● TEXT SECTION
▽

Second, it may be that tests taken in the initial year produce lasting gains on the content those tests measure but that tests in subsequent years measure different skills. For example, the initial test might measure a child’s ability to add double-digit numbers, while the later test might assess the child’s ability to multiply and divide fractions. Knowing how to add may only modestly predict knowing how to manipulate fractions. This explanation would seem, however, to imply that we would see less persistence in math scores than in reading scores, because the skills required to master a series of mathematical skills are believed to change more rapidly over time than the skills required for reading. Yet, we see low persistence of value-added scores in reading as well as math.
A third explanation is that subsequent teachers may be constrained in their ability to capitalize on what earlier teachers have taught. This explanation would be plausible if a teacher’s class were composed of a small subset of students who gained considerable skill during the prior year and a larger subset of students whose previous gains were modest. The teacher of such a class might be inclined to pitch the instructional level to the larger set of lower-achieving students, preventing those who had benefited from prior good teaching to advance quickly. This explanation seems to predict that high value-added in the initial year would not predict favorable long-term outcomes.

△

● RAW RECORDS
▽

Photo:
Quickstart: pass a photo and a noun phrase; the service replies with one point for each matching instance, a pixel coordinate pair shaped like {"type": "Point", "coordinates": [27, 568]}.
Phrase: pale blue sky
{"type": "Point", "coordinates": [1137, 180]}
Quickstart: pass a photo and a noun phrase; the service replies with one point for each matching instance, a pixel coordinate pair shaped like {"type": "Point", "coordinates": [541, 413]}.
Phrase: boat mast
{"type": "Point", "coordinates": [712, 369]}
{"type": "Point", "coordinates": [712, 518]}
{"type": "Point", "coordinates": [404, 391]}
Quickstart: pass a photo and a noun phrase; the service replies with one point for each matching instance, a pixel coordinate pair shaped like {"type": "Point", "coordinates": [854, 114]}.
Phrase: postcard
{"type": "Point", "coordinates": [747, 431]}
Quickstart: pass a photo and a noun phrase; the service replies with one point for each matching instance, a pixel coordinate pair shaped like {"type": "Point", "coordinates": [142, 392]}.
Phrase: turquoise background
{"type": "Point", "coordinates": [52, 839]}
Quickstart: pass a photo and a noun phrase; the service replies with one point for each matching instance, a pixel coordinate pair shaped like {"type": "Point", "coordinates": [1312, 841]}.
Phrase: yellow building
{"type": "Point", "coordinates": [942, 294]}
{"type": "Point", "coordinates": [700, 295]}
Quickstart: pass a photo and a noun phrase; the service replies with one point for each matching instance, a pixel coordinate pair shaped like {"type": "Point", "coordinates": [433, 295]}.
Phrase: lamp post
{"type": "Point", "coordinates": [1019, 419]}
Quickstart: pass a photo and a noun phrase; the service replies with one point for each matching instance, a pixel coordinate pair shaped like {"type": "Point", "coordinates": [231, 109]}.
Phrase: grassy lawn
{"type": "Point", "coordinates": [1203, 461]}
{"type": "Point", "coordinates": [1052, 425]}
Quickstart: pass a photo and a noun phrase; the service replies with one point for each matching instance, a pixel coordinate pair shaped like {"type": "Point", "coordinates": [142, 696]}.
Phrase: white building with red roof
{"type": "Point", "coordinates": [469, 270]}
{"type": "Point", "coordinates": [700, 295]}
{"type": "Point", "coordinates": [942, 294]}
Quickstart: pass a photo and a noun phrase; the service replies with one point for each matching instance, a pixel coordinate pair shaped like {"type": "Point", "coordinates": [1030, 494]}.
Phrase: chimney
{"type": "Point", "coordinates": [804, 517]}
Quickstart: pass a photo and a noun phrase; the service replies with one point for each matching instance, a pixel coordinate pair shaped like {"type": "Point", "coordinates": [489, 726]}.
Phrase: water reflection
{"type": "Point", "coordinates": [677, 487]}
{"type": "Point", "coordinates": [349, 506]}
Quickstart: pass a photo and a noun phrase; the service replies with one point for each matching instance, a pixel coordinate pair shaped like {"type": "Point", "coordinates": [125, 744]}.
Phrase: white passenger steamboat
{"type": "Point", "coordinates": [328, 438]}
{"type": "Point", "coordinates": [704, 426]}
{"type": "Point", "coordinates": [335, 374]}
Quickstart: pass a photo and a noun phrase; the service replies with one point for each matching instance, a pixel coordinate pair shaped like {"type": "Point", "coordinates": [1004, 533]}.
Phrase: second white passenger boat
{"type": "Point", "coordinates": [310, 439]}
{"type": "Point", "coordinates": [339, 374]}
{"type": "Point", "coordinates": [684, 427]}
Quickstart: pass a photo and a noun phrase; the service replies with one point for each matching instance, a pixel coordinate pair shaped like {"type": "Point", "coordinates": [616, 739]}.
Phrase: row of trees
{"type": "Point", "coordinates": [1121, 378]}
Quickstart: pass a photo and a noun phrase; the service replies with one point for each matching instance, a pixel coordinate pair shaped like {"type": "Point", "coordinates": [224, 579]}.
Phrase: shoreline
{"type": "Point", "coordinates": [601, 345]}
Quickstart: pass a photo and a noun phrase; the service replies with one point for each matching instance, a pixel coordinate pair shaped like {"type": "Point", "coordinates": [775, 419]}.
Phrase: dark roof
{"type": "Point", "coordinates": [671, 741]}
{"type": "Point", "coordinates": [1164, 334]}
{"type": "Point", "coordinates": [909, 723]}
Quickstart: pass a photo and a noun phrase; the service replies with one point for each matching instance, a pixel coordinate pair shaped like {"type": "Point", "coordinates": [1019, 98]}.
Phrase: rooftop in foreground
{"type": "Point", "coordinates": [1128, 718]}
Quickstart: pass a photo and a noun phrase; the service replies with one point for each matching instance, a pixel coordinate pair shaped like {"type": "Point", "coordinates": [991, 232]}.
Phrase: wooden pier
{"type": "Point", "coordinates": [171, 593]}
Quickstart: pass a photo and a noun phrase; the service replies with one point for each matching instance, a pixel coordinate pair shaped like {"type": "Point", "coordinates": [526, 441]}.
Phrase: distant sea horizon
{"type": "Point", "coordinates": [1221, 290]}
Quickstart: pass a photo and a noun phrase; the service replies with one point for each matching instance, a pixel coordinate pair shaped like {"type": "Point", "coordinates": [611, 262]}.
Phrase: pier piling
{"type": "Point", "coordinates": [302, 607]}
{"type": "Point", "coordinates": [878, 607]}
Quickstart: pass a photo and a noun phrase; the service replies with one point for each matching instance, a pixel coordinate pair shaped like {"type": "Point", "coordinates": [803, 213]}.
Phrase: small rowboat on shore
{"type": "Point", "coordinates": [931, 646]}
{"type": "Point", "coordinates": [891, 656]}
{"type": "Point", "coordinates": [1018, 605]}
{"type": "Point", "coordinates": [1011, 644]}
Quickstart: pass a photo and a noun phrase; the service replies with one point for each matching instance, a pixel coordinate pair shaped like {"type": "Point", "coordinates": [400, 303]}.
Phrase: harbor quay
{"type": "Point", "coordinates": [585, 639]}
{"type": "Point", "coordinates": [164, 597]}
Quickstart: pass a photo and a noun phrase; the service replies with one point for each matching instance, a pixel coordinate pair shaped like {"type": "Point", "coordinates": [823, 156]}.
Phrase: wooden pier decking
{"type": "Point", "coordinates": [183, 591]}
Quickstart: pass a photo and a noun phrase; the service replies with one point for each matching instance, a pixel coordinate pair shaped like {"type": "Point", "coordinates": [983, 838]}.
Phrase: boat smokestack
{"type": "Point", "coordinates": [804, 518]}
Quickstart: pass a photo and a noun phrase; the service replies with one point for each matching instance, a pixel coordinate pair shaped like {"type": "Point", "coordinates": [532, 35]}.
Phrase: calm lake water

△

● PROBLEM
Transcribe the passage above on why teacher value-added gains may not persist, starting at "Second, it may" and ending at "well as math.".

● OUTPUT OF THE EXERCISE
Second, it may be that tests taken in the initial year produce lasting gains on the content those tests measure but that tests in subsequent years measure different skills. For example, the initial test might measure a child’s ability to add double-digit numbers, while the later test might assess the child’s ability to multiply and divide fractions. Knowing how to add may only modestly predict knowing how to manipulate fractions. This explanation would seem, however, to imply that we would see less persistence in math scores than in reading scores, because the skills required to master a series of mathematical skills are believed to change more rapidly over time than the skills required for reading. Yet, we see low persistence of value-added scores in reading as well as math.